(begin)

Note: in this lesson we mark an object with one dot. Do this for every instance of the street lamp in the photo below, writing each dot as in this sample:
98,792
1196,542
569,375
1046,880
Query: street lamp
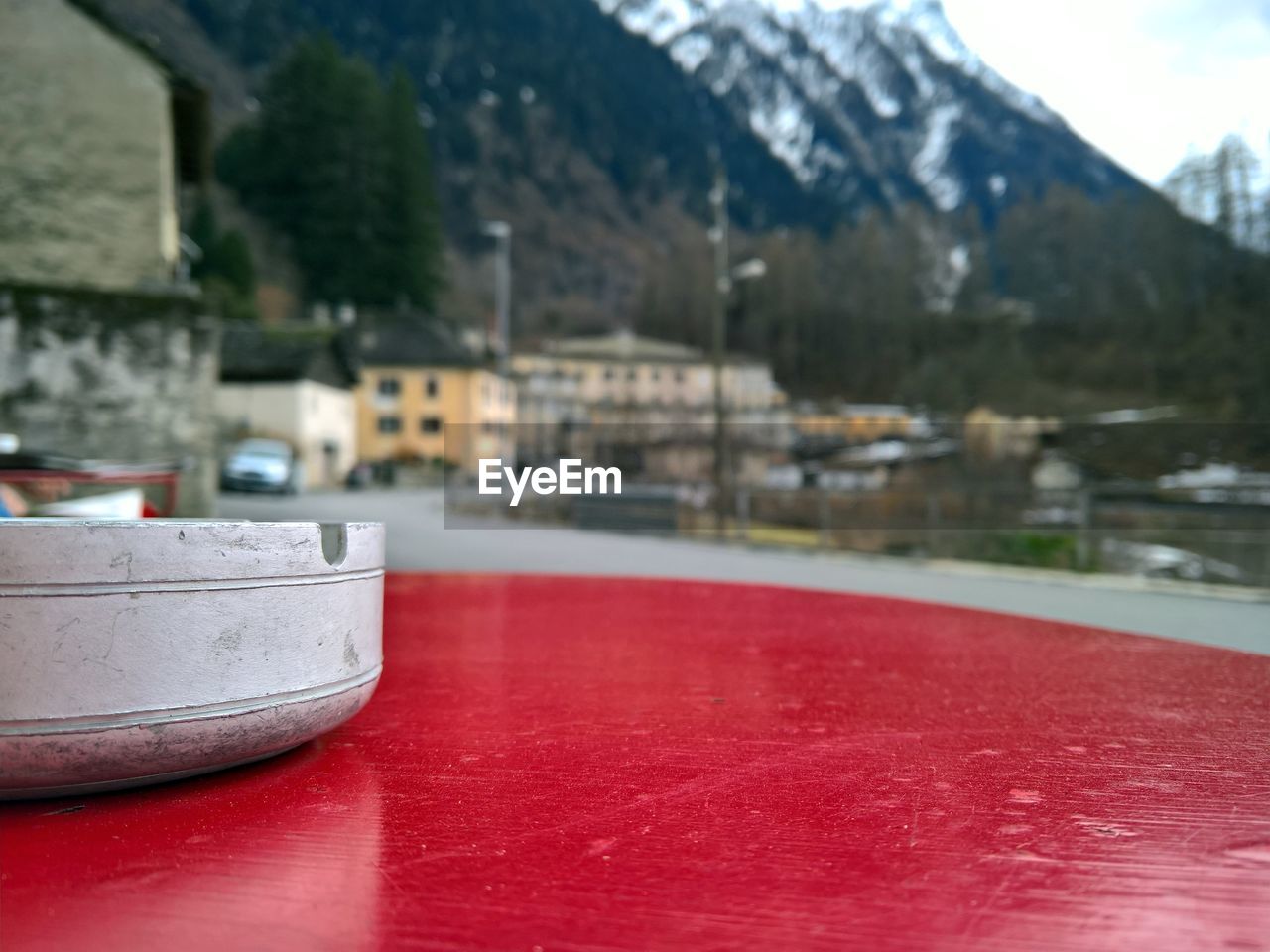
502,234
725,278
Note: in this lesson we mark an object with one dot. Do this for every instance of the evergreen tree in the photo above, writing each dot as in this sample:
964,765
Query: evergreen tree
340,167
411,218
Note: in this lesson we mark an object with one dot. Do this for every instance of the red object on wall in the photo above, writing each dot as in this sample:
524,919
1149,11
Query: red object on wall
584,763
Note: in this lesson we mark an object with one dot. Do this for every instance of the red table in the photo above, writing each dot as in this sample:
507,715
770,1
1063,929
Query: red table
564,763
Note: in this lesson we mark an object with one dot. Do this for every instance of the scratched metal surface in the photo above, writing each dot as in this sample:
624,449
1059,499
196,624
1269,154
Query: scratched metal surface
644,765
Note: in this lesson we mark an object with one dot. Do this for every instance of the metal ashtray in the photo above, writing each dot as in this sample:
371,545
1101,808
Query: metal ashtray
143,652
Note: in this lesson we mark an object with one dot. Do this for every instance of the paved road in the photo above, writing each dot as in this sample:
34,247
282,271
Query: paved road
418,539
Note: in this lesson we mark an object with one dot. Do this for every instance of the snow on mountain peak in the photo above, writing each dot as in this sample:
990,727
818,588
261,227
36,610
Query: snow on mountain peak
841,94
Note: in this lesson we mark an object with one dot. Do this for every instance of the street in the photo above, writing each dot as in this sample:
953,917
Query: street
418,540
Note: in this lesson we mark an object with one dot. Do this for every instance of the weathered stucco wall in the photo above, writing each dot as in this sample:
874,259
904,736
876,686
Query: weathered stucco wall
86,171
127,377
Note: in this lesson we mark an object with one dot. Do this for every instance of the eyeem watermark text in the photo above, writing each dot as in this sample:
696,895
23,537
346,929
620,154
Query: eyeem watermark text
571,480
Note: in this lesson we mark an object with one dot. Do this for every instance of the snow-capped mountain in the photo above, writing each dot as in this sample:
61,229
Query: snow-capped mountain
874,105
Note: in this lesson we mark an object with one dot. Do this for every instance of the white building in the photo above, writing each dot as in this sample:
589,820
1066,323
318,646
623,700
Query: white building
296,386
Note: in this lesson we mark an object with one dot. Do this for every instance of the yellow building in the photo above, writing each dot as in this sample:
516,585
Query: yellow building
425,398
858,422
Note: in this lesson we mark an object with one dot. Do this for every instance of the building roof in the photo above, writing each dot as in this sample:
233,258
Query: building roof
255,354
412,343
624,345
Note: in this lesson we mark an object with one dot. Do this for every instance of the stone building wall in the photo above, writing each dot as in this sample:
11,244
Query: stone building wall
128,377
86,164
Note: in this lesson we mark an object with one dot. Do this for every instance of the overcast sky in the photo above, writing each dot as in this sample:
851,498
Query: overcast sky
1141,79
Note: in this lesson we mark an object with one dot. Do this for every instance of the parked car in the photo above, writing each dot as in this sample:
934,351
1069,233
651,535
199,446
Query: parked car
262,466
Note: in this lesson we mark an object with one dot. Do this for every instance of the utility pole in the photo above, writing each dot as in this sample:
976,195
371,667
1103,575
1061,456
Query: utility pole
722,291
502,234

(end)

== Objective ==
Every entry must be reproduced exactly, with the images left out.

== Answer to the problem ==
Note: in this lesson we mark an object with one dot. Do this for every instance of the street lamp in the photo below, writing each dot as in this sample:
98,792
1196,542
569,375
1046,880
Query: street lamp
502,234
725,278
Note: in this lesson we mark an object with one dot. Do this for every instance of the evergreen tree in the photo above, writing each dot as in this sample:
964,765
Query: evergreen tree
340,167
411,218
Note: in this lesson we mark an object with one dot. Do this for every instance of the red object on wall in the photo above, writing each dot as in this sample:
524,919
1149,11
Query: red object on wall
584,763
Note: in this lesson we mark an object with one dot. Do this for every instance of the red table in the photo above, writing each dot as in this sample:
507,715
770,1
1063,929
Query: red table
564,763
Note: in this lesson we mark an object with one dot. Do this for every instance of the scratched metal surface in the photo above, writing each dot as in this sample:
624,449
1059,499
196,624
1269,154
Query: scratched metal surface
644,765
Note: in this lesson we mark an object with one dot. Do this for every instance of the metal ashtray in the photo above, writing each dot as in this sample:
371,545
1101,808
Query: metal ashtray
143,652
Note: in this lesson we mark an object with one dot. Do this for every instance of the paved road in the photo above, writing each dot as in this sample:
34,247
282,271
Query: paved road
418,539
Note: in this lesson we mark an object with one dot. Do this for every instance of the snow on mountain peak in the photo above, writing each dot as in this sample:
990,727
818,588
261,227
36,610
Query: snow on mountain peak
841,94
Note: in this lesson we mark an object with one dot. Do this for every instance of the street in the photo above, writing each dot as in this sample:
953,917
Query: street
418,540
Note: in this lesson we mark an object with one dot. Do this for every instance of the weathered stucco wall in the photo above, writing each dot as in this sample:
874,259
904,736
876,686
Query: weathered stucco wall
86,171
127,377
Note: in this lesson we mark an object with one dot. Do this for every instance of the eyeem watermark text in the photo above, writing each dot as in this sample:
696,895
23,537
346,929
620,154
Query: eyeem watermark text
571,480
Note: in this lesson we mark an object with one dot. Do this for every instance of the snow-capped mountain in the photo above, writing each dot as in this sample:
61,229
Query: snow-capped mountain
874,105
Note: in this lesson we mark an object with one dot. Do this for every instance of the white building in the photo above, writing each dot as in this sample:
589,820
1066,323
318,646
623,700
Query: white building
296,386
Note: in this lesson we mark an object with one dot. Do this for every instance of the yellow building in the photo above, writing each dot as in this sample:
516,585
Query: yellow building
425,398
858,422
Note: in this lesson we mark an object with one dot. Do this for every instance of the building roof in the photo above, writing each dot as in this sample:
233,258
Query: building roof
255,354
412,343
624,345
Note: in this lesson we mark an object with one dot. Do this for every instance of the stone building wall in the photo above, writing each dot as in this sample:
11,244
Query: stone building wall
128,377
86,164
Note: in this lesson we mark an object with one dot. Do this for every instance of the overcast sky in the photo above, writing each dot as in this sample:
851,498
Query: overcast sky
1141,79
Note: in this lesson we mark an object with one dot. Do this for every instance of the parked car in the photo above, writing each dot as in this sample:
934,351
1069,233
651,535
199,446
Query: parked car
262,466
Note: in this lesson we mark an object with one dot. Do this for every instance of the utility pole in the photo above, writing each dot as in this sample:
976,195
371,667
1103,575
1061,456
Query: utility pole
722,291
502,234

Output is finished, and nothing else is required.